[Start of Attachment]
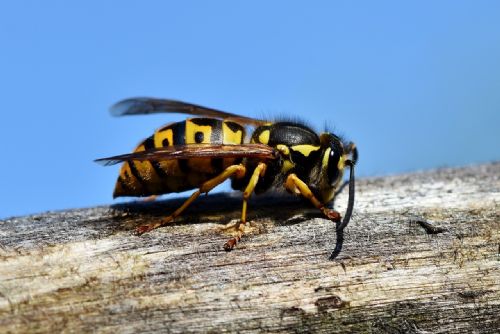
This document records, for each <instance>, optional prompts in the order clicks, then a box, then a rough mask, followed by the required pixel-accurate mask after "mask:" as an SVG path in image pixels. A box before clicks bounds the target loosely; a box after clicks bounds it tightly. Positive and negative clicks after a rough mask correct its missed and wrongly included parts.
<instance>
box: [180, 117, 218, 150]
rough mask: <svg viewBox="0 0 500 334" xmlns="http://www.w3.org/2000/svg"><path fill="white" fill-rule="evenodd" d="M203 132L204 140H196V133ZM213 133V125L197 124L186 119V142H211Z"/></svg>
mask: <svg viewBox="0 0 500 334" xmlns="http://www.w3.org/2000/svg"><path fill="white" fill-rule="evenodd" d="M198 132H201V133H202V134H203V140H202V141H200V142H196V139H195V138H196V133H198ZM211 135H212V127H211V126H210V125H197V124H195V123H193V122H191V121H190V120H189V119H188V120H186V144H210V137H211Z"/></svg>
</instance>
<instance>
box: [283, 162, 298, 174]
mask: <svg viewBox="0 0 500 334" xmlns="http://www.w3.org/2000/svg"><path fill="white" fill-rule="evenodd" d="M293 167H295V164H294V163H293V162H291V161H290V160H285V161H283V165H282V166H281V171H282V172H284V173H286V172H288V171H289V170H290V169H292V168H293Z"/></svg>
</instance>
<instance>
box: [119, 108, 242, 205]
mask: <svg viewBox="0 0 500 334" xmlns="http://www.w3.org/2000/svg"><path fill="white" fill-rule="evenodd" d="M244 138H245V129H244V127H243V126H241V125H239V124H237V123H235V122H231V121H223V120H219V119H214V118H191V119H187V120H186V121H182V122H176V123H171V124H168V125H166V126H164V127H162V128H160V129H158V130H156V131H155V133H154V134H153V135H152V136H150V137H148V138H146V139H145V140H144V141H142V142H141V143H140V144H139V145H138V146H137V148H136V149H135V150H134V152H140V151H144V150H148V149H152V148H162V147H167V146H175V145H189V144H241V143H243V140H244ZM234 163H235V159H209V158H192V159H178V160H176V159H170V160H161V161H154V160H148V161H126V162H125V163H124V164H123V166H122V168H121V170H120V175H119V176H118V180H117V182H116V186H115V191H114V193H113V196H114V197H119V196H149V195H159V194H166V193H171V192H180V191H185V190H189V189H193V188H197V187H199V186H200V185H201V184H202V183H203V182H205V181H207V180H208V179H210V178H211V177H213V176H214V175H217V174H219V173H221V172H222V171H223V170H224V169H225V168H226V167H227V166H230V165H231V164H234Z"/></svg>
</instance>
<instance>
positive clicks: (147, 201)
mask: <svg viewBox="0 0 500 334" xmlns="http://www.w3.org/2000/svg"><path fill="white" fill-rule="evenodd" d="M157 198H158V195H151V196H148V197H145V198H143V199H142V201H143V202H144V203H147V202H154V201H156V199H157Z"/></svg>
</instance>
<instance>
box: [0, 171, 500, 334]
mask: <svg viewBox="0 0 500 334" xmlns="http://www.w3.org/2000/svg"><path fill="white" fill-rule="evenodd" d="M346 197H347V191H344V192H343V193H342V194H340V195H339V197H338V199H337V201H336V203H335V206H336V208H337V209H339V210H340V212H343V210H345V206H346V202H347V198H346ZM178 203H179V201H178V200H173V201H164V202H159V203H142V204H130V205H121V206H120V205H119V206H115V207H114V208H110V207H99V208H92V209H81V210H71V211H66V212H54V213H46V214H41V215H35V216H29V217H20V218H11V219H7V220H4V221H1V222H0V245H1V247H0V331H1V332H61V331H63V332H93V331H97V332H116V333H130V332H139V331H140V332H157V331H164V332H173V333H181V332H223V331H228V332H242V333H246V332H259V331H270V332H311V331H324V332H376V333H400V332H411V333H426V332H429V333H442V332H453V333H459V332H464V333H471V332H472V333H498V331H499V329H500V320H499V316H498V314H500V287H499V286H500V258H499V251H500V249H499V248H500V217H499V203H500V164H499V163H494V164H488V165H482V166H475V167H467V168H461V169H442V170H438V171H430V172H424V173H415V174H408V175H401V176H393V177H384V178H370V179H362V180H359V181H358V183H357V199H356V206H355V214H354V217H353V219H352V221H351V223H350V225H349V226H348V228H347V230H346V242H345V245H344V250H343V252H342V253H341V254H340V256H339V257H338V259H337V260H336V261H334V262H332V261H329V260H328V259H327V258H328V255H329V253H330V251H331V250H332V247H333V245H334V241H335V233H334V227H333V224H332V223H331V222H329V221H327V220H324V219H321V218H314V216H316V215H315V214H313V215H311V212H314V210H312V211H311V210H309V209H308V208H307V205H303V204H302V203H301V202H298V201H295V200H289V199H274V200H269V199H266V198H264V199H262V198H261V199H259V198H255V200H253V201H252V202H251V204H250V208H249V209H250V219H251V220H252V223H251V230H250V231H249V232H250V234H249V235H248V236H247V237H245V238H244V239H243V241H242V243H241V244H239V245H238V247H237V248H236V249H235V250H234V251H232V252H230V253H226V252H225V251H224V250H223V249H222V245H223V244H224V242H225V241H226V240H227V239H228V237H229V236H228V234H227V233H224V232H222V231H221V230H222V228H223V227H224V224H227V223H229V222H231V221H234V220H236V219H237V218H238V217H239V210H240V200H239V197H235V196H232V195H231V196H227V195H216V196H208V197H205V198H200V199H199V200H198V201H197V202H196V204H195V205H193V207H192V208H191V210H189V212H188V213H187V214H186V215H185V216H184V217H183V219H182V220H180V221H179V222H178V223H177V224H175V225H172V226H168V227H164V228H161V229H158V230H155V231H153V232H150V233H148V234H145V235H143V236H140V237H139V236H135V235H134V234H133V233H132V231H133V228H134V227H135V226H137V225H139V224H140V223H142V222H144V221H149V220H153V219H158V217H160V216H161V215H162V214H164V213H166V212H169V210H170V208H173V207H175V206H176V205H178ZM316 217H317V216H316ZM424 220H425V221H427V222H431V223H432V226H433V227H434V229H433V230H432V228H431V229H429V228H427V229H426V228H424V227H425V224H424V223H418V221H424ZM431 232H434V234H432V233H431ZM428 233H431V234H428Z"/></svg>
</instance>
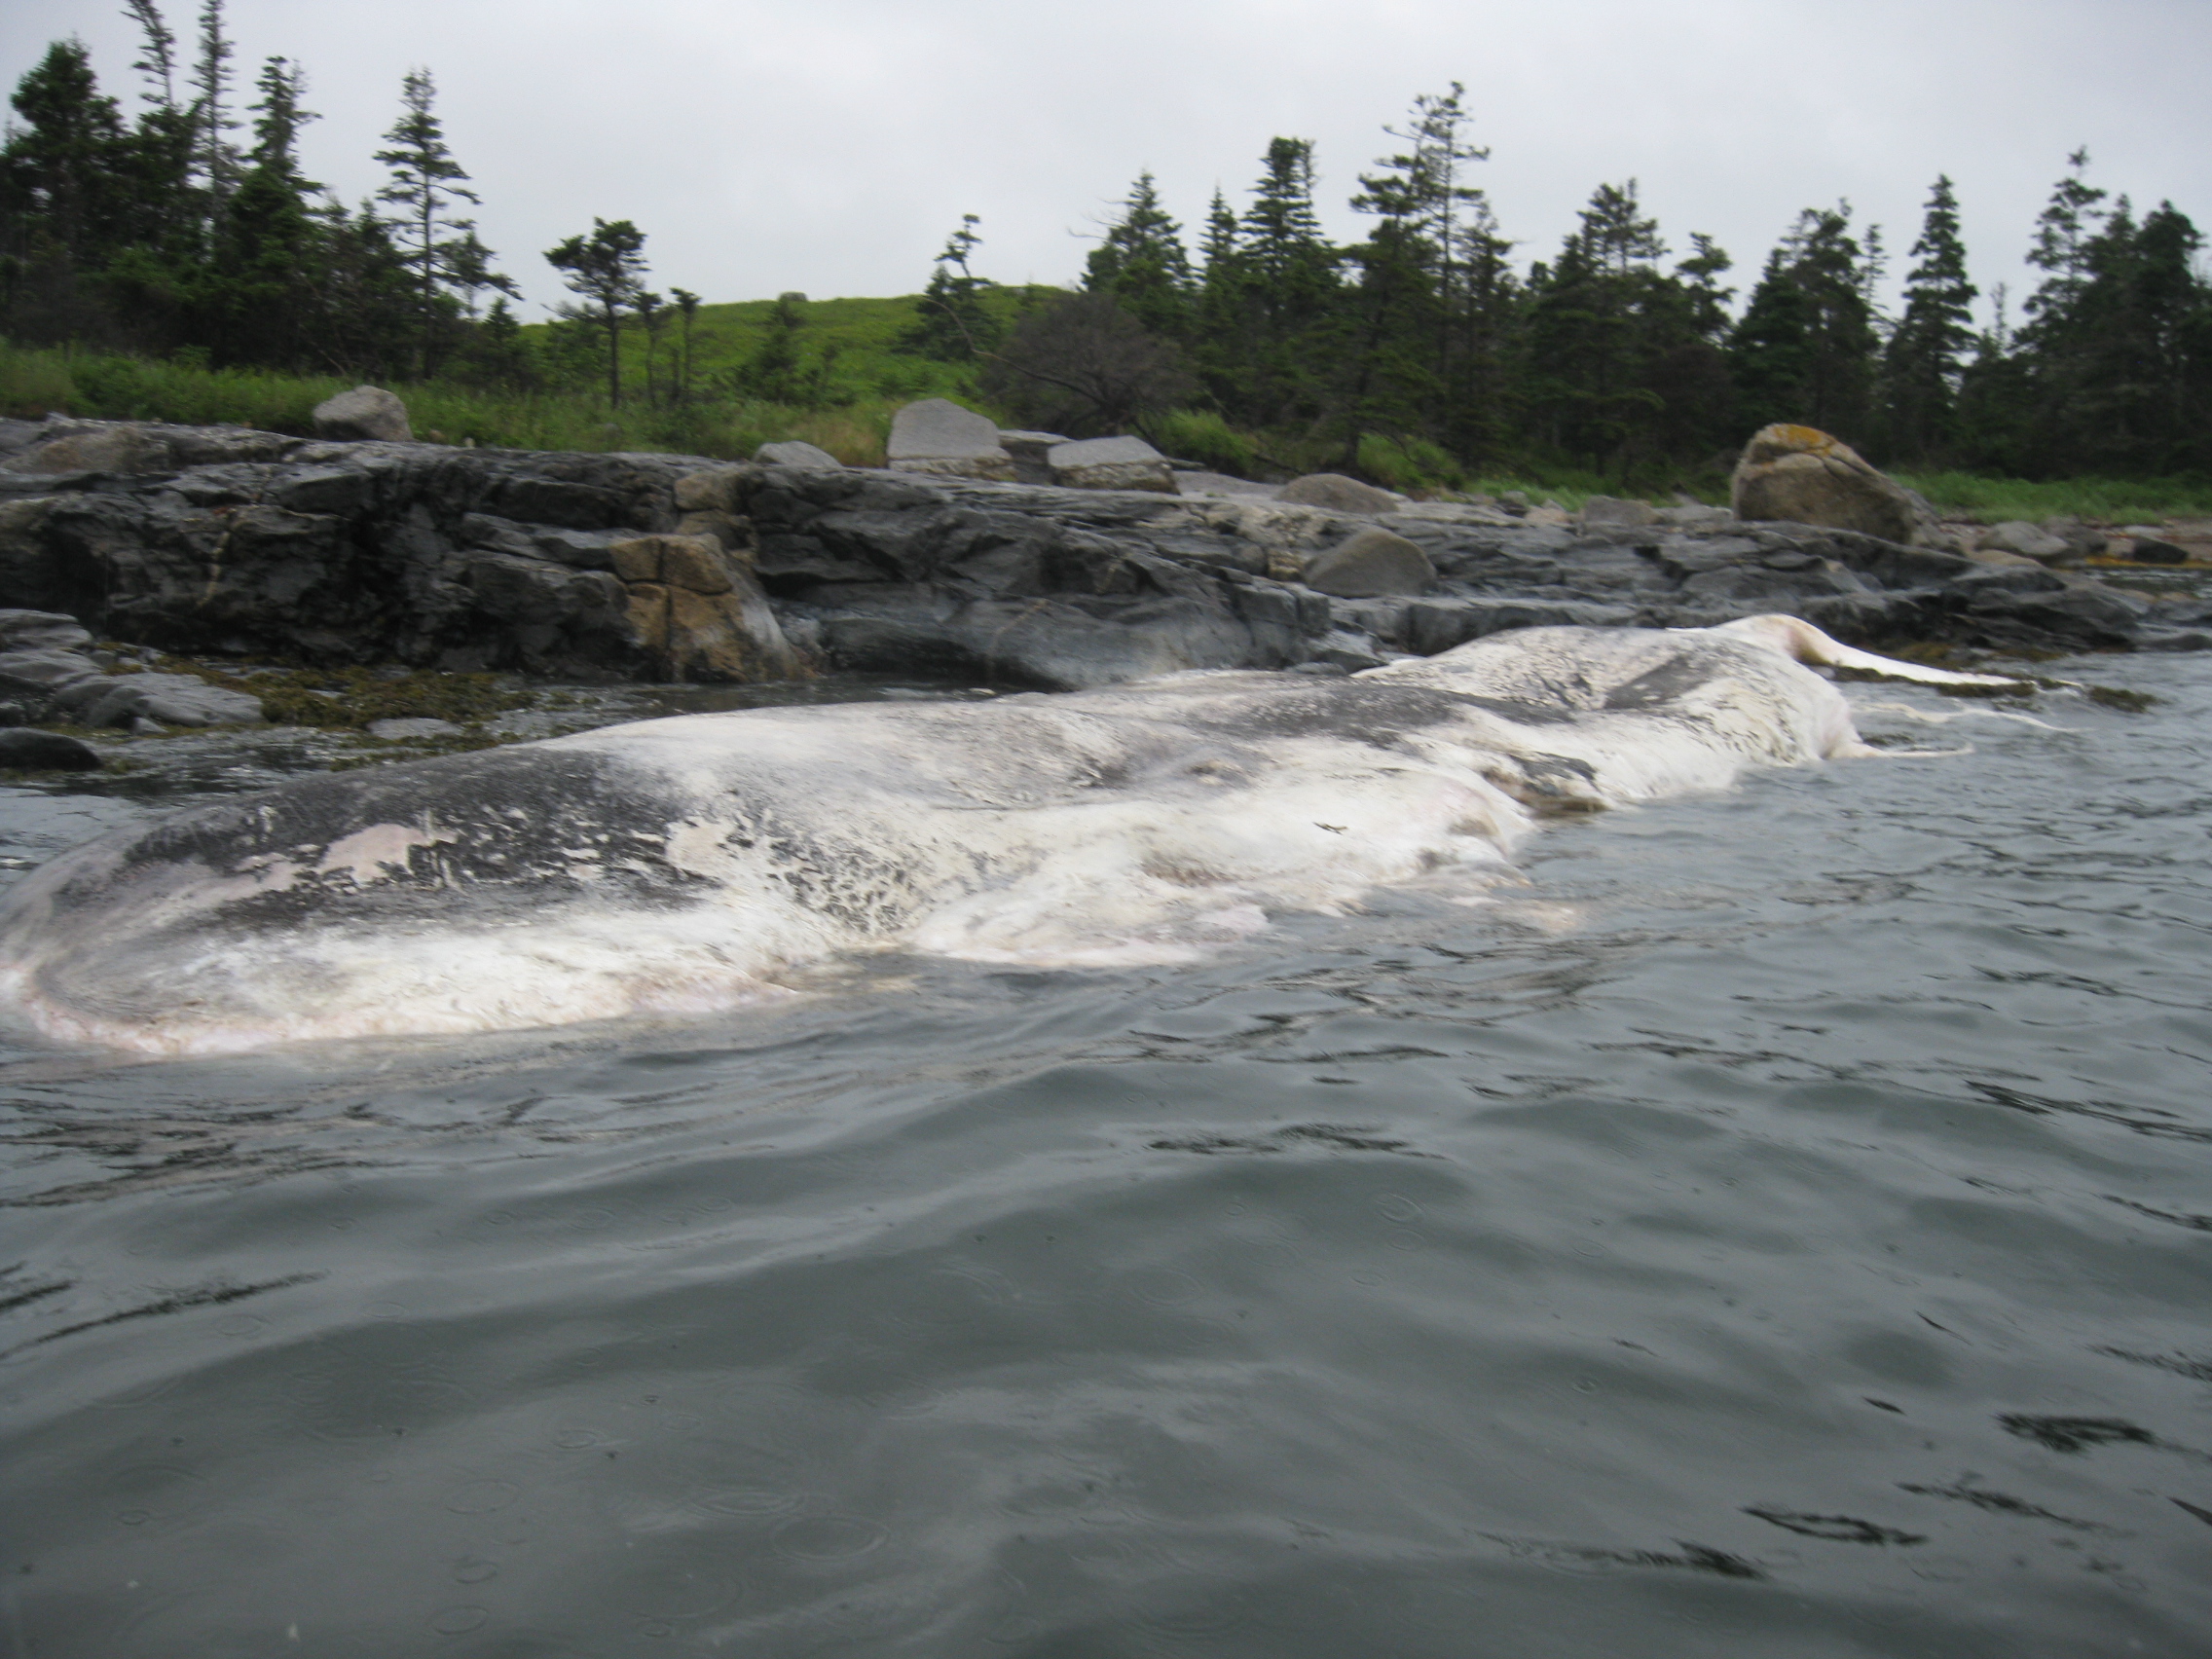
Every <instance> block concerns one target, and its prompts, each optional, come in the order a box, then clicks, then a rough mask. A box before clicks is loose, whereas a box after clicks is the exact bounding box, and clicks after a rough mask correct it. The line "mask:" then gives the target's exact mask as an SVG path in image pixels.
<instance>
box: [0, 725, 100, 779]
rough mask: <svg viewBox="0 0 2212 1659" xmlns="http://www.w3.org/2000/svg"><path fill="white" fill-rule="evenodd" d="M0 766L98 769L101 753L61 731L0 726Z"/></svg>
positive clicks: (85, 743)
[End of Attachment]
▸ TRY IT:
Return every line from the lines above that contains the string "pixels", copying each one in full.

▸ RESPONSE BELOW:
This document records, for each <instance>, optional prompts in the order clicks, then a box, then a rough mask, followed by the required pixel-accurate mask after "mask:" as an SVG path in image pixels. A box before clicks bounds the target loosely; a box after clicks bounds it tightly. Positive and negative clicks after a rough mask correct its missed and wrongly included parts.
Every <instance> block concerns one target, and its prompts, each optional, come in the order a box, then clicks, then a rough mask. A box before clicks is loose, whereas a box after clicks is the exact bounding box, and clicks after a rough mask correct it. The line "mask:" then gives the target's exact mask as an SVG path in image pixels.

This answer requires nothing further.